● GIVEN EXERCISE
Count the lines in the records below that contain the string "xmax", with case counting, and reply with only that number.

● DATA ROWS
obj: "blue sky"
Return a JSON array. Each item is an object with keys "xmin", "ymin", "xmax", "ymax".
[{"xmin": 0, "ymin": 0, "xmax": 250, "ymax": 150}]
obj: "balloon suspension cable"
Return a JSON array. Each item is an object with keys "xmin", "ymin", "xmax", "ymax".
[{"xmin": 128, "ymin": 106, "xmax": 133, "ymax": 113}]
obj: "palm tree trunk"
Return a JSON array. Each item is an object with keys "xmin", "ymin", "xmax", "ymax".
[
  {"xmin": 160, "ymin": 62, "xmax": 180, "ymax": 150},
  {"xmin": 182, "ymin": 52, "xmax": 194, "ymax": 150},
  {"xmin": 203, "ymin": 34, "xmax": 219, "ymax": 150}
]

● TASK ANSWER
8